DIRECTIONS
In the records below, copy out word for word the lines starting at the one containing "Provide the polygon of every instance of the rear door" and ending at the one containing "Segment each instance of the rear door", both included.

DATA IN THIS EXERCISE
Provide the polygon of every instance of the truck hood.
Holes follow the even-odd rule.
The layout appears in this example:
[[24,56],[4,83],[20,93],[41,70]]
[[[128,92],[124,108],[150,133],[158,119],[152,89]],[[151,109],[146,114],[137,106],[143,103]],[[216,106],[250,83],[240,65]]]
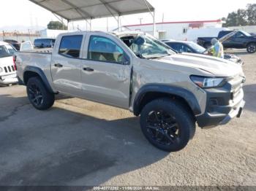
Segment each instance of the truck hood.
[[215,77],[244,76],[241,66],[222,58],[199,54],[175,54],[158,59],[159,61],[178,66],[197,68]]

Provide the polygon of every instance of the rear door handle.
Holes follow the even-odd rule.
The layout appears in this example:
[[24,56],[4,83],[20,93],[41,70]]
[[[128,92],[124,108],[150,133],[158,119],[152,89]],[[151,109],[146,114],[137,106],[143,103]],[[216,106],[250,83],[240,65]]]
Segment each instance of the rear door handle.
[[88,67],[88,68],[83,68],[83,70],[84,70],[84,71],[94,71],[94,69],[91,69],[91,68],[89,68],[89,67]]
[[56,63],[56,64],[54,64],[54,66],[55,66],[55,67],[57,67],[57,68],[62,68],[62,67],[63,67],[63,65],[62,65],[62,64],[60,64],[60,63]]

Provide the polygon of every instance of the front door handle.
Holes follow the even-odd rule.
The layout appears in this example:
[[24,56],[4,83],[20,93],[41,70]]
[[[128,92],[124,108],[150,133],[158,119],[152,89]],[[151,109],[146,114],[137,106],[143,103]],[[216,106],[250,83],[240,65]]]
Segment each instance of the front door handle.
[[62,64],[60,64],[60,63],[56,63],[56,64],[54,64],[54,66],[55,66],[55,67],[57,67],[57,68],[62,68],[62,67],[63,67],[63,65],[62,65]]
[[94,69],[91,69],[91,68],[89,68],[89,67],[88,67],[88,68],[83,68],[83,70],[84,70],[84,71],[91,71],[91,72],[94,71]]

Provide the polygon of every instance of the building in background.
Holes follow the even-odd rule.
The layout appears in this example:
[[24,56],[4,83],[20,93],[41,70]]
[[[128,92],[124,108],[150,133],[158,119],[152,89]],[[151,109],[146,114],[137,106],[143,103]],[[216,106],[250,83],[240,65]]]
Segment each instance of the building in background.
[[256,26],[230,26],[228,28],[231,30],[241,30],[247,33],[256,34]]
[[[185,40],[187,32],[190,28],[222,28],[224,22],[221,20],[163,22],[156,23],[157,36],[159,39],[173,39]],[[153,34],[153,23],[125,26],[131,31],[143,31]]]
[[67,30],[50,30],[50,29],[44,29],[39,31],[41,38],[52,38],[56,39],[59,34],[62,33],[72,32],[72,31],[67,31]]
[[4,40],[15,40],[18,42],[31,41],[39,38],[40,34],[38,31],[2,31],[0,32],[0,41]]

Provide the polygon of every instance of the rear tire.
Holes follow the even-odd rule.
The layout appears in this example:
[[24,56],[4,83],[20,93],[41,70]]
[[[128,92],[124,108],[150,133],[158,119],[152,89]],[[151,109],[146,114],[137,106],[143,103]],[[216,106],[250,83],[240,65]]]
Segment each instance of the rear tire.
[[54,93],[48,91],[39,77],[31,77],[29,79],[26,92],[30,103],[37,109],[46,110],[54,104]]
[[252,54],[256,52],[256,43],[252,42],[249,43],[246,47],[247,52]]
[[179,102],[160,98],[143,108],[140,127],[154,147],[167,152],[177,152],[184,149],[193,137],[195,121]]

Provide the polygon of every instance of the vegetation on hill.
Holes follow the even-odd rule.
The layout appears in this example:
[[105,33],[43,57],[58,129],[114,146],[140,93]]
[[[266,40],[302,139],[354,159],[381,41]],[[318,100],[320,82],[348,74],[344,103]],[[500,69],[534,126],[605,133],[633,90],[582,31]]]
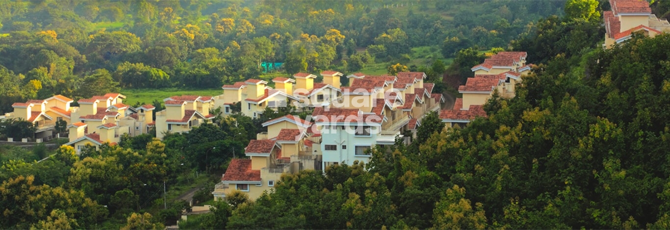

FINAL RESULT
Provide the polygon of every instance of the rear door handle.
Holes follow the even-odd rule.
The layout appears in this example:
[[24,56],[4,83],[20,93],[41,70]]
[[[128,92],[124,108],[150,133],[158,119],[152,89]],[[151,109],[146,114],[137,106],[143,103]],[[216,106],[250,83],[240,65]]]
Segment each instance of the rear door handle.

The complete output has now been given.